課題 1: 下のMALDIプレートの説明文から、「サンプルの質量分析を実施する」を含む語句で始まり「用なプレート構築物に関する。」で終わる部分を、一字も変えずに返すこと。

本文抜粋:

説明

格子を備えるMALDIプレート構築物

サンプルの質量分析を実施するような様式で、サンプルを支持するためのMALDIプレート構築物が提供される。そのプレート構築物は、サンプル受容表面、そのサンプル受容表面を保持するためのプレートホルダ、およびそのサンプル受容表面に隣接して配置され、かつそのプレートホルダと電気的に接触している導電性格子を備える。いくつかの実施形態において、その格子は、交差する導電性ワイヤから形成され得る。このワイヤは、そのワイヤの交点の範囲内に開放領域を形成する。種々の実施形態において、その格子は、サンプルまたはサンプル受容表面と接触して配置され得、そしてレーザーからの光線がその格子の開放領域を通って、次いでサンプルまたはサンプル受容表面上に通過し、そのサンプルを脱離およびイオン化することを可能にするように配置され得る。

【発明の詳細な説明】
【技術分野】
【0001】
(優先権および関連出願)
本出願は、米国特許出願第10/742,423号からの優先権を主張する。米国特許出願第10/742,423号は、本明細書中にその全体が参考として援用される。
【0002】
(導入)
本教示は、マトリックス支援レーザー脱離イオン化(MALDI)分析において有用なプレート構築物に関する。
【背景技術】
【0003】
MALDIのためのマトリックス材料の選択は、分析されるサンプル分子の型に依存し;多数の異なるマトリックス材料が公知である。マトリックス材料の仕事は、サンプル分子を互いに分離させ、サンプル分子をマトリックス中に組み込むこと、生体分子を破壊せずに、かつ可能な場合はマトリックス分子を付着させずに、蒸気の雲を形成することによってレーザー照射の間にサンプルを気相に変換すること、そして最後にプロトン化もしくは脱プロトン化または類似のプロセスにより、サンプルをイオン化することである。いくつかの例において、ある形態のサンプルまたは分析物分子を、通常は結晶性マトリックスの材料に、その結晶化の間に組み込むか、または少なくとも小さな結晶間の境界面に組み込むことが有利であることが見出されている。
【0004】
サンプルおよびマトリックスをサンプルプレートへ加えるために、種々の方法が公知である。これらのうちで最も単純な方法は、サンプルおよびマトリックスを含む溶液を、サンプル支持プレート(これは金属プレートであり得る)上にピペッティングすることである。金属プレートでは、液滴は金属表面領域上で濡れており、その領域のサイズはその滴の直径にほぼ対応し、かつその金属表面の親水性およびその液滴の特性に依存する。溶液が乾燥した後、サンプルスポットは、かつて濡れていた領域にわたって広がる小さなマトリックスの結晶からなる。代表的に、濡れていた領域の均一なコーティングは存在せず、むしろマトリックスの結晶分布は分散する。

データ行:
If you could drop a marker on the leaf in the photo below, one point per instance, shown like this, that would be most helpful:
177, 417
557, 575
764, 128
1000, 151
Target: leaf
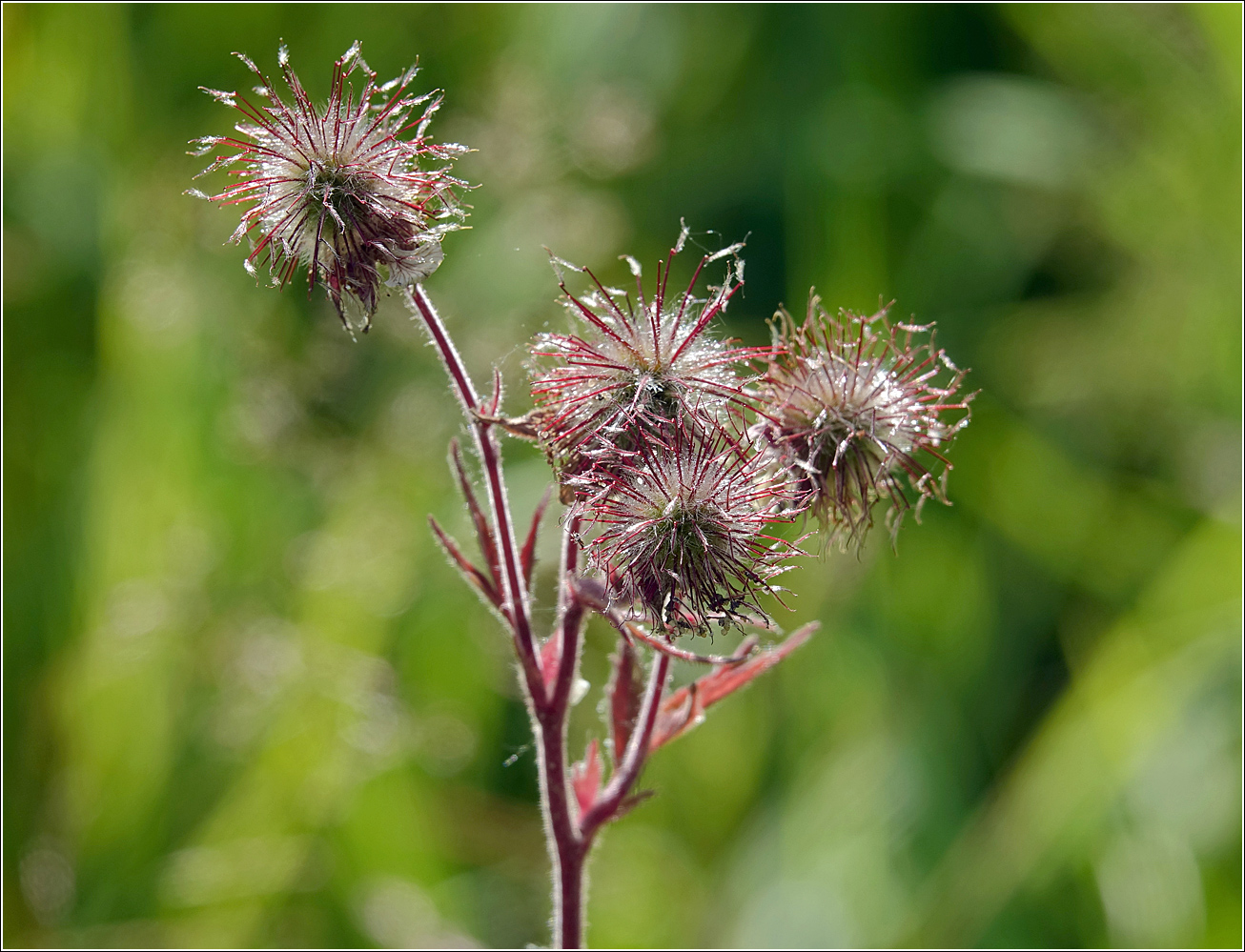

課題 2: 上の一覧から「leaf」という語を含む行をすべて選び、そのまま書き写すこと。

出力全文 1:
サンプルの質量分析を実施するような様式で、サンプルを支持するためのMALDIプレート構築物が提供される。そのプレート構築物は、サンプル受容表面、そのサンプル受容表面を保持するためのプレートホルダ、およびそのサンプル受容表面に隣接して配置され、かつそのプレートホルダと電気的に接触している導電性格子を備える。いくつかの実施形態において、その格子は、交差する導電性ワイヤから形成され得る。このワイヤは、そのワイヤの交点の範囲内に開放領域を形成する。種々の実施形態において、その格子は、サンプルまたはサンプル受容表面と接触して配置され得、そしてレーザーからの光線がその格子の開放領域を通って、次いでサンプルまたはサンプル受容表面上に通過し、そのサンプルを脱離およびイオン化することを可能にするように配置され得る。

【発明の詳細な説明】
【技術分野】
【0001】
(優先権および関連出願)
本出願は、米国特許出願第10/742,423号からの優先権を主張する。米国特許出願第10/742,423号は、本明細書中にその全体が参考として援用される。
【0002】
(導入)
本教示は、マトリックス支援レーザー脱離イオン化(MALDI)分析において有用なプレート構築物に関する。

出力全文 2:
If you could drop a marker on the leaf in the photo below, one point per instance, shown like this, that would be most helpful:
Target: leaf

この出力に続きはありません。